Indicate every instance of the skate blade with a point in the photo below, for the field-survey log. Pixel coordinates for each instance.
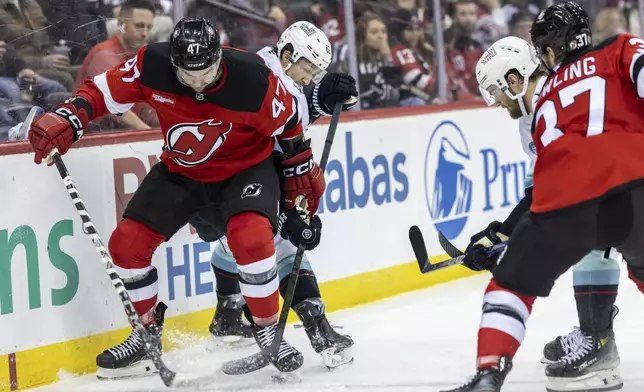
(233, 342)
(599, 381)
(333, 359)
(143, 368)
(286, 378)
(546, 361)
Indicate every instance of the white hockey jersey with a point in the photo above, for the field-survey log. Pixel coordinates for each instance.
(273, 62)
(525, 130)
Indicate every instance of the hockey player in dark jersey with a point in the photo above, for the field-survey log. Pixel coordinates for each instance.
(590, 107)
(220, 111)
(502, 71)
(304, 55)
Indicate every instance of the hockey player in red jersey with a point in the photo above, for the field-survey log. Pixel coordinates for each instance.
(220, 111)
(588, 194)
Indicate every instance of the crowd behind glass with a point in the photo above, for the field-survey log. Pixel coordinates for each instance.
(47, 48)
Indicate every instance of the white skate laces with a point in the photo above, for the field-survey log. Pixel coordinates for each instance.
(572, 341)
(129, 347)
(583, 348)
(266, 336)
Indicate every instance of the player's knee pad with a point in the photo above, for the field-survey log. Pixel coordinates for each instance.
(205, 230)
(223, 259)
(506, 311)
(250, 238)
(595, 269)
(305, 288)
(285, 265)
(131, 246)
(636, 274)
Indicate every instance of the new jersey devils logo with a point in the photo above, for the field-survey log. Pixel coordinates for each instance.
(191, 144)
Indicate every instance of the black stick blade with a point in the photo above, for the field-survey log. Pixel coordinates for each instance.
(247, 364)
(418, 245)
(448, 247)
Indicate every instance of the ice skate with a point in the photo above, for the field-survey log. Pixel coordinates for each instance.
(592, 366)
(228, 328)
(130, 359)
(331, 345)
(561, 346)
(288, 358)
(489, 379)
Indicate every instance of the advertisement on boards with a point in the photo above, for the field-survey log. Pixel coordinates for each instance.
(449, 171)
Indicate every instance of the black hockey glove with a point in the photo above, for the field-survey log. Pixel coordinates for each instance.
(293, 228)
(333, 88)
(485, 248)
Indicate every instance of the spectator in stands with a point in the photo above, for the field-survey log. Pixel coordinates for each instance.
(240, 31)
(609, 22)
(77, 22)
(135, 22)
(520, 25)
(21, 84)
(378, 77)
(329, 17)
(414, 57)
(511, 7)
(23, 24)
(462, 48)
(492, 24)
(161, 29)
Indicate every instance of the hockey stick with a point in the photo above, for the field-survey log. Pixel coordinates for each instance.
(458, 257)
(166, 374)
(263, 358)
(420, 250)
(448, 247)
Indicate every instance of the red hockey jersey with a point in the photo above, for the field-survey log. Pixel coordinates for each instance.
(208, 136)
(589, 126)
(416, 71)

################

§ What is being asked: Where the records above contain a line with "Indicate every instance of the hockey stick", repeat that line and each later line through the end, exactly, and nothing more.

§ Answer to this task:
Indicate every instance of the hockey stick with a point in the photo above, for the field-survey log. Pixel coordinates for each instance.
(458, 257)
(166, 374)
(263, 358)
(420, 250)
(448, 247)
Indicate every instance of the red hockey jersey with a point in the photo above, for the field-survey log. Pixel coordinates for each instance.
(208, 136)
(589, 126)
(416, 71)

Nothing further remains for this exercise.